_Consigna_
Transcribe sin cambios un pasaje del fragmento sobre el altar y la tienda que aparece más abajo: comienza en las palabras que contienen “Lectura bíblica: Gn.” y detente después de “no pueden separarse.”.

───── Fragmento del documento ─────

Lectura bíblica: Gn. 12:7-8; 13:3, 4, 18
La vida de un creyente gira en torno a un altar y una tienda. El altar se refiere a la relación con Dios, y la tienda a la relación con el mundo. Dios requiere que Sus hijos tengan un altar ante El, y una tienda en la tierra. Para que haya un altar se requiere que exista una tienda, y ésta, a su vez, exige un altar. Es imposible tener el altar sin la tienda, como tampoco es posible tener la tienda sin volverse al altar. El altar y la tienda se encuentran estrechamente ligados y no pueden separarse.
Génesis 12:7 dice: “Y apareció Jehová a Abram, y le dijo: A tu descendencia daré esta tierra. Y edificó un altar allí a Jehová, quien le había aparecido”. En este versículo vemos que el altar tiene su base en la manifestación de Dios. Si no hay manifestación divina, no hay altar. Nadie puede ofrecerse a Dios, a menos que primero haya tenido un encuentro con El. Si Dios no se manifiesta, el hombre no puede presentarle todo lo que es y tiene. La consagración no es el resultado de la exhortación ni de la persuasión humana, sino de la revelación divina. Nadie puede ofrecer voluntariamente sobre el altar todo lo que tiene, si Dios primero no se le ha aparecido. Nadie se ofrece a Dios por su propia voluntad. Inclusive si un hombre quisiera ofrecerse a Dios, no tendría nada que ofrecerle. Algunos han dicho: “Deseo darle al Señor mi corazón, pero mi corazón no está de acuerdo”. El hombre no puede ponerse del lado de Dios por su propio esfuerzo. Pero cuando tiene un encuentro con Dios, espontáneamente consagra su vida. Si usted logra ver a Dios una sola vez y establece una relación con El, ya no volverá a ser el mismo. ¡Uno no puede relacionarse con El de una manera casual! Una vez que uno toca a Dios, le es imposible seguir viviendo para sí.

───── Listado ─────

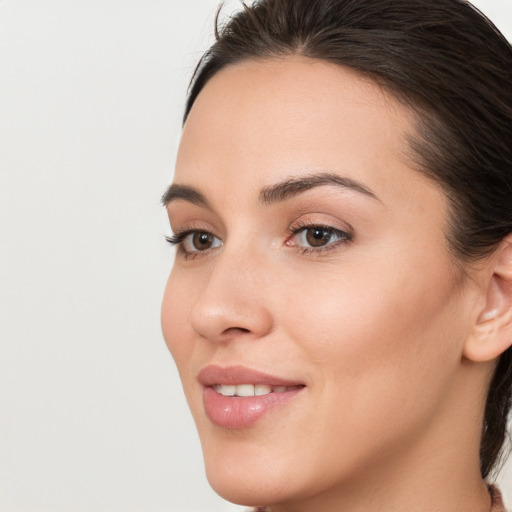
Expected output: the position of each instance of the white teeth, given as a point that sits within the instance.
(226, 390)
(262, 389)
(244, 390)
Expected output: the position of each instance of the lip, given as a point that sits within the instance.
(242, 412)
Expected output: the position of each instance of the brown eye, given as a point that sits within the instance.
(317, 237)
(202, 241)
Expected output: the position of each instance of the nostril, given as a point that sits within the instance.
(236, 330)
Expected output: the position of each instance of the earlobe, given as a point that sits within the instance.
(492, 332)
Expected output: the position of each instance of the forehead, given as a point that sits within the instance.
(290, 113)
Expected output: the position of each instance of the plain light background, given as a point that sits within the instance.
(92, 416)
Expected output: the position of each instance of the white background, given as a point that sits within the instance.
(91, 412)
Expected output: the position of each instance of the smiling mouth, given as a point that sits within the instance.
(248, 390)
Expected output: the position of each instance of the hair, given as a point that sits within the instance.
(449, 64)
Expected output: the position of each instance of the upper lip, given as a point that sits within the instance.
(235, 375)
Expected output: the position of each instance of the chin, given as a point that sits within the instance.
(249, 490)
(248, 478)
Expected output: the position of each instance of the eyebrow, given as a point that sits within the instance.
(295, 186)
(186, 193)
(281, 191)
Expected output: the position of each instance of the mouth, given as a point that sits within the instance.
(236, 397)
(245, 390)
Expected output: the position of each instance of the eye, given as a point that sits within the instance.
(192, 242)
(319, 238)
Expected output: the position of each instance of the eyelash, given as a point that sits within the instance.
(179, 238)
(344, 238)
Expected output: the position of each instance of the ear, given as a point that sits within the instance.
(492, 333)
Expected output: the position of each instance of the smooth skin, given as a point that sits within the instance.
(374, 315)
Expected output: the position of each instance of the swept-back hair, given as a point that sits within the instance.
(453, 68)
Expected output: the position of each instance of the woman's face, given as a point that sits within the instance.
(313, 274)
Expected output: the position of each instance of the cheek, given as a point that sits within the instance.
(176, 308)
(380, 328)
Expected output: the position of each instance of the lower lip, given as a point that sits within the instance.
(242, 412)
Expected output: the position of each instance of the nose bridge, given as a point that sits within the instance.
(233, 298)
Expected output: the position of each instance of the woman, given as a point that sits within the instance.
(340, 307)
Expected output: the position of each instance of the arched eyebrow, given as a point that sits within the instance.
(294, 186)
(186, 193)
(281, 191)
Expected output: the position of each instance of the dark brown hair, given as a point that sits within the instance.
(448, 63)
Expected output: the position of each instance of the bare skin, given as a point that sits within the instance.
(376, 319)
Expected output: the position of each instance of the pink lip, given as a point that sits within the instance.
(241, 412)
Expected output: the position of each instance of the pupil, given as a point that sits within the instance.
(317, 237)
(202, 241)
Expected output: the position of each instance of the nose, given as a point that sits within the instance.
(234, 301)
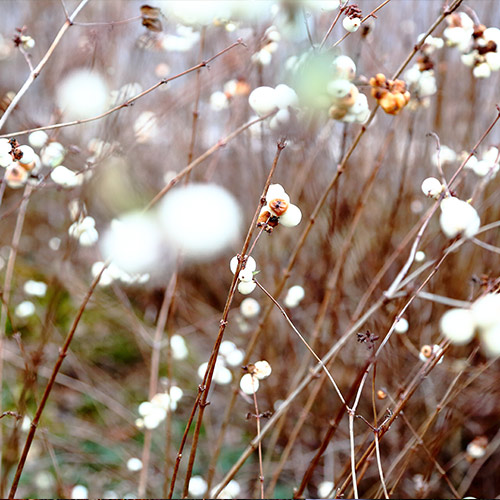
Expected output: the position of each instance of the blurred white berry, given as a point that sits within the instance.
(179, 348)
(486, 310)
(246, 287)
(490, 340)
(432, 187)
(458, 325)
(35, 288)
(285, 96)
(38, 139)
(197, 487)
(261, 369)
(458, 217)
(249, 384)
(25, 309)
(263, 100)
(200, 220)
(294, 296)
(250, 265)
(481, 71)
(291, 217)
(52, 154)
(79, 491)
(245, 275)
(249, 308)
(66, 177)
(446, 156)
(351, 24)
(401, 326)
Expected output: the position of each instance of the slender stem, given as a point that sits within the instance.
(261, 472)
(318, 359)
(35, 72)
(205, 387)
(62, 354)
(125, 104)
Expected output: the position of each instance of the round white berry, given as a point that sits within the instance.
(351, 24)
(401, 326)
(249, 384)
(344, 67)
(458, 325)
(250, 265)
(457, 217)
(249, 308)
(245, 275)
(246, 287)
(291, 217)
(432, 187)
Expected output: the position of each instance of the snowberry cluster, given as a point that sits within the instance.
(348, 104)
(390, 94)
(459, 324)
(278, 209)
(19, 161)
(488, 165)
(282, 98)
(352, 19)
(479, 45)
(458, 217)
(259, 370)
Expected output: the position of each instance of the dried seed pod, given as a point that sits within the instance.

─────

_Respuesta esperada_
Lectura bíblica: Gn. 12:7-8; 13:3, 4, 18
La vida de un creyente gira en torno a un altar y una tienda. El altar se refiere a la relación con Dios, y la tienda a la relación con el mundo. Dios requiere que Sus hijos tengan un altar ante El, y una tienda en la tierra. Para que haya un altar se requiere que exista una tienda, y ésta, a su vez, exige un altar. Es imposible tener el altar sin la tienda, como tampoco es posible tener la tienda sin volverse al altar. El altar y la tienda se encuentran estrechamente ligados y no pueden separarse.